# PROVIDED TEXT
= = = =

One of the TOP SECRET features that Apple refused to disclose during Leopard’s first preview in August 2006 was the new User Interface of Mac OS X Leopard, which Apple has referred to in its marketing as the New Desktop. This includes a new translucent menubar (originally transparent, but grumbles from users got Apple to make it a little more substantive), a new reflective/3-D Dock with Stacks, and a new unified Aqua user interface which completely eliminates the pinstripe/white gradient design and the brushed metal windows. While some of these changes help to refine the Mac OS X interface as cleaner and more pulled together, many of these changes are superfluous and unnecessary, and in some cases, downright distracting.
I’m a big believer of what Merlin Mann preaches: the simpler your desktop is, the less chance you have of getting distracted. I don’t think you necessarily have to have ADD to be easily distracted by computers–computers are very distractible, and that’s one of the reasons that I don’t like Windows with all of its popup speech bubbles and all that. On that very note, the new translucent menu bar and the reflective Dock don’t sit very well with me.
The translucent menu bar looks okay when you have either a very dark background or a very light background underneath the menu bar, because in that case the menu bar actually looks reminiscent of Tiger’s menu bar (albeit less glassy goodness), which I actually got used to. Props to Apple’s marketing team for choosing a really nice default background that allows them to say “See? The menu bar is perfectly normal.” But just wait until you choose a desktop with colors, or horror of horrors, with changing things up in the menu bar area, and suddenly you find yourself looking at a very distracting menu bar. Suppose (as an example) that I still liked the old Aqua Blue background, and had that selected. Guess what? I’ve now got a menubar with a bright, light blue background glaring at me all the time. Pick that grass example that Apple used from June-October 2007, and you’ve got a bright green background. Until I upgraded to Leopard, I had a desktop of the Golden Gate Bridge on my desktop, but one big reason that prompted me to change it was because the middle of my menu bar was showing the top of the golden gate bridge all the time–that’s distracting. But what if it was something with changing colors up in the menu bar area, like many personal photos do–alternating light and dark colors would actually make it quite difficult to see the names of certain menu items. You see, my work environment on my computer is one where I like to have my applications take up every single pixel of the full screen view. My e-mail is full screen, my web browser is full screen, GarageBand (when I’m podcasting) is full screen, Pages and Microsoft Word are full screen, you get the idea. The translucent menu bar might look good when every window is closed and I’m looking at the desktop, but most of the time, the translucent menu bar just serves as a distraction, and I hate it. My advice to Apple: You know that System Preferences pane called “Appearance” which hasn’t seen any changes over the past few OS X releases? How about letting us CHOOSE the opacity of our menu bars, rather than you deciding for us? That would make me and many others MUCH happier.

= = = =

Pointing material
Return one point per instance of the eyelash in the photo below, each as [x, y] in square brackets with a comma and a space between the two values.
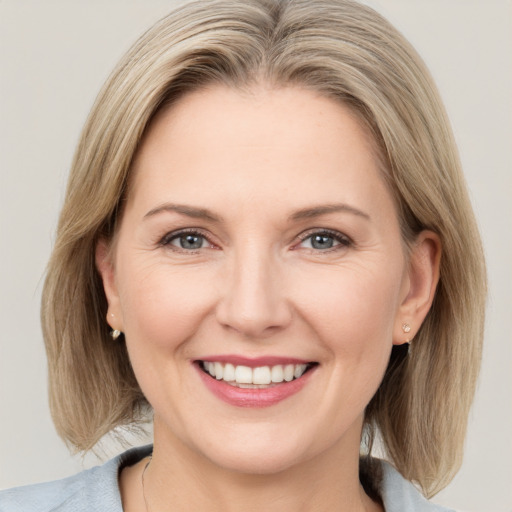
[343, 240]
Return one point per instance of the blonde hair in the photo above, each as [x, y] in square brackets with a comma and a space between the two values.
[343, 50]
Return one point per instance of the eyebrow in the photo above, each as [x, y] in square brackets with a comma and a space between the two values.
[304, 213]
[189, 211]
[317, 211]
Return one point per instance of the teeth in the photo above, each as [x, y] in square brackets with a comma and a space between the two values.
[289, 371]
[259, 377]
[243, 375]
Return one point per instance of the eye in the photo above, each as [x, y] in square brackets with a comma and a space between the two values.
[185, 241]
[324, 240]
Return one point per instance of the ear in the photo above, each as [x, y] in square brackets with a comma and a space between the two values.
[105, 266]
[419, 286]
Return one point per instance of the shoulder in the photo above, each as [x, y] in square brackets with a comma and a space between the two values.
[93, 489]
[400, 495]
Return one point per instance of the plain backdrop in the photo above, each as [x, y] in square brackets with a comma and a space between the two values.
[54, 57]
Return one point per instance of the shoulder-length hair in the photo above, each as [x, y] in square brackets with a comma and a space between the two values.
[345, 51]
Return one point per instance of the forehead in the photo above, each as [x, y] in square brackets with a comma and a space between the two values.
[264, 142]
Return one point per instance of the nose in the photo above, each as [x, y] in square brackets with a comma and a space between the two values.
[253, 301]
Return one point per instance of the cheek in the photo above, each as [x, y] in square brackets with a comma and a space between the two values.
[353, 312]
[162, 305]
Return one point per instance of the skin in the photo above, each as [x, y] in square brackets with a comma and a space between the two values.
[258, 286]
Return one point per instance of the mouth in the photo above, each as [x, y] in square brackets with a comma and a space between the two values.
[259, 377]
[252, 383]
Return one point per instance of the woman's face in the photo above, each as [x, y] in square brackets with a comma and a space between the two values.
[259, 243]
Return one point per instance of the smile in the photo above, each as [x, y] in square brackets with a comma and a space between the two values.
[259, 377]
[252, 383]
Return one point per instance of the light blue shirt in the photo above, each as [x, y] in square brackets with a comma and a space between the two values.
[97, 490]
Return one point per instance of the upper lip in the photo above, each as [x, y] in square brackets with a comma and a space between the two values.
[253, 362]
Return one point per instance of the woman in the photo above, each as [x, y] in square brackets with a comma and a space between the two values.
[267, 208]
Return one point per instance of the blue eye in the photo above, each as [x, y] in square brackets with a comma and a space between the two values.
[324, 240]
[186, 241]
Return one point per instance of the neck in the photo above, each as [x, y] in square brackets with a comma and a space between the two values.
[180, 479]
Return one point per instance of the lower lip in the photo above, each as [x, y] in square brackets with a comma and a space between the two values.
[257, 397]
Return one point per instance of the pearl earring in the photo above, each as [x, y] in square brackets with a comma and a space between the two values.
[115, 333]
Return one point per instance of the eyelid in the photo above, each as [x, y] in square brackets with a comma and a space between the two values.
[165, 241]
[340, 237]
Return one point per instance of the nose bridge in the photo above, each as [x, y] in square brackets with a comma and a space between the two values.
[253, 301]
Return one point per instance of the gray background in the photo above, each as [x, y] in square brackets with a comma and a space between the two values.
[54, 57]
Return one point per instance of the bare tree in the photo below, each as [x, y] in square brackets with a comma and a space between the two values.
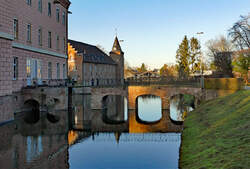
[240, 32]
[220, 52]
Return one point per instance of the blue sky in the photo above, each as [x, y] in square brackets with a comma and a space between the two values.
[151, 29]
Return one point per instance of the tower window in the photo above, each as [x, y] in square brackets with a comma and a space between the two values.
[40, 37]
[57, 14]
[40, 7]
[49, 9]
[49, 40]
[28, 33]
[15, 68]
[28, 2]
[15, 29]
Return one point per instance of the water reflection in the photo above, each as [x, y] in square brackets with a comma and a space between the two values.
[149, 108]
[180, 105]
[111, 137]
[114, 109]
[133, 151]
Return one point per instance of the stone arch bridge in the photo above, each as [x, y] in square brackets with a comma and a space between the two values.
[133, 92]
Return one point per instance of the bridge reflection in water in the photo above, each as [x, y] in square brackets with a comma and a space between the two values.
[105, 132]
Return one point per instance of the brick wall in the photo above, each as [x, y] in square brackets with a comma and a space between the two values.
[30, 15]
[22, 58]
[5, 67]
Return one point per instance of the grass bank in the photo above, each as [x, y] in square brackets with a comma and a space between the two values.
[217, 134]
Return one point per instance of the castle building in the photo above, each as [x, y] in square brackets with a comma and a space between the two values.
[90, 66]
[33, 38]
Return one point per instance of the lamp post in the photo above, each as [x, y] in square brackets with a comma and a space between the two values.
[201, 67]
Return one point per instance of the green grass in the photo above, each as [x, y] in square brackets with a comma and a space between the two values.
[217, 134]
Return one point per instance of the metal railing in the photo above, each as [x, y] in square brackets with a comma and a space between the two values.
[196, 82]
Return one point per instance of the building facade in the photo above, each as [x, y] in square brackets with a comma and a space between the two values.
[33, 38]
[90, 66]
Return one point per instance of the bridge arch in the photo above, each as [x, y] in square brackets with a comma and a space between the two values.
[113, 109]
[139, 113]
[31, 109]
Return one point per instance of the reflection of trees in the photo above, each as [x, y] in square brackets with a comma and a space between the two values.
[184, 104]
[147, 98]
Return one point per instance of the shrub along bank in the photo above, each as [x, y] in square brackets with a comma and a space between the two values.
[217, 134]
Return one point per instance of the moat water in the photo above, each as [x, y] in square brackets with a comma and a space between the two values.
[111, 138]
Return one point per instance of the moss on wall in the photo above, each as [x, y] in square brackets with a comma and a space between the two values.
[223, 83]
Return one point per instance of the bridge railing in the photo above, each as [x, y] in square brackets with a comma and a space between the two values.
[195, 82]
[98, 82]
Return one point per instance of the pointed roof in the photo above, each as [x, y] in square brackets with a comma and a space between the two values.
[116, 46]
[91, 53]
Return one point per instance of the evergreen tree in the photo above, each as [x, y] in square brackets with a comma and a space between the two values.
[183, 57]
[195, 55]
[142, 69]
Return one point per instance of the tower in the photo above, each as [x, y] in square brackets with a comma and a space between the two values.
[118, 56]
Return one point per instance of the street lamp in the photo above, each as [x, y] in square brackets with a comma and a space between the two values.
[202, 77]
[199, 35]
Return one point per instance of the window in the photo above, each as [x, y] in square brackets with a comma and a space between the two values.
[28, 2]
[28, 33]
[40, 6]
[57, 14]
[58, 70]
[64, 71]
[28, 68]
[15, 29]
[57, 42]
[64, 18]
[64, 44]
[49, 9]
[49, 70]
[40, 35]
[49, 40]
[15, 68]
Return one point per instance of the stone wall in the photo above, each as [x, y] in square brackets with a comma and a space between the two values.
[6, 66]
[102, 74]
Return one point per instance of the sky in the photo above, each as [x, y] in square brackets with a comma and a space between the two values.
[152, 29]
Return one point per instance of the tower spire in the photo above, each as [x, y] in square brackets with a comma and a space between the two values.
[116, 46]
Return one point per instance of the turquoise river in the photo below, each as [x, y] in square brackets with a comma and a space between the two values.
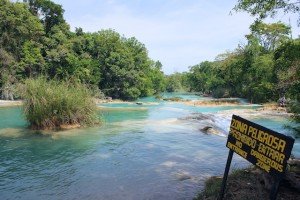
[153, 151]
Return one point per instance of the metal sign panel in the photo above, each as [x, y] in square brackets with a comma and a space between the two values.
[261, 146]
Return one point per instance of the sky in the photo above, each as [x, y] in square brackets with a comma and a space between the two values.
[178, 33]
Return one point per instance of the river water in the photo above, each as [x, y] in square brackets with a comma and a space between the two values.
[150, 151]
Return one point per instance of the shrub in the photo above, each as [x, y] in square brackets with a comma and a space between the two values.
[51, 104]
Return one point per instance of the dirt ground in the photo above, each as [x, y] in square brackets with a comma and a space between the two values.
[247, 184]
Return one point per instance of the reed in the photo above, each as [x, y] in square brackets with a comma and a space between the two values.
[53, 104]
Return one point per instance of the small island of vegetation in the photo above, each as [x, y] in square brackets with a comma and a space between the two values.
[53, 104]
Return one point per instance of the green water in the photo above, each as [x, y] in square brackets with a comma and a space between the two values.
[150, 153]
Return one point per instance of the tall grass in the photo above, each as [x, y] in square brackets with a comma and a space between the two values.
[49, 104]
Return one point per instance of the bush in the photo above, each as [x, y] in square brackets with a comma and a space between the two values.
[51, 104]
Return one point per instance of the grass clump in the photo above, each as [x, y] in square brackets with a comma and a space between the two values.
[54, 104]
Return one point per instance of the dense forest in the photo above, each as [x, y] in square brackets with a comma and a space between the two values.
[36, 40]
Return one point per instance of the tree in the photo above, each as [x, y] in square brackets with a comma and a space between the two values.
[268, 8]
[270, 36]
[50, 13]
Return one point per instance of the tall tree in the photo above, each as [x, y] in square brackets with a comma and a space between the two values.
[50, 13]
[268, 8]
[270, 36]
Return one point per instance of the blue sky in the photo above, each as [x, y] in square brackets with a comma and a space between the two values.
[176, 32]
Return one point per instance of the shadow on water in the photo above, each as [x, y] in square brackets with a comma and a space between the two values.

= = = =

# EXERCISE REQUIREMENTS
Answer these questions from the Leopard text:
(a) In what month and year did Leopard's first preview take place?
(b) Whose advice about keeping a desktop simple does the writer follow?
(c) Which System Preferences pane does the writer suggest for letting users choose the menu bar's opacity?
Answer from the Leopard text only.

# OUTPUT FOR THIS EXERCISE
(a) August 2006
(b) Merlin Mann's
(c) Appearance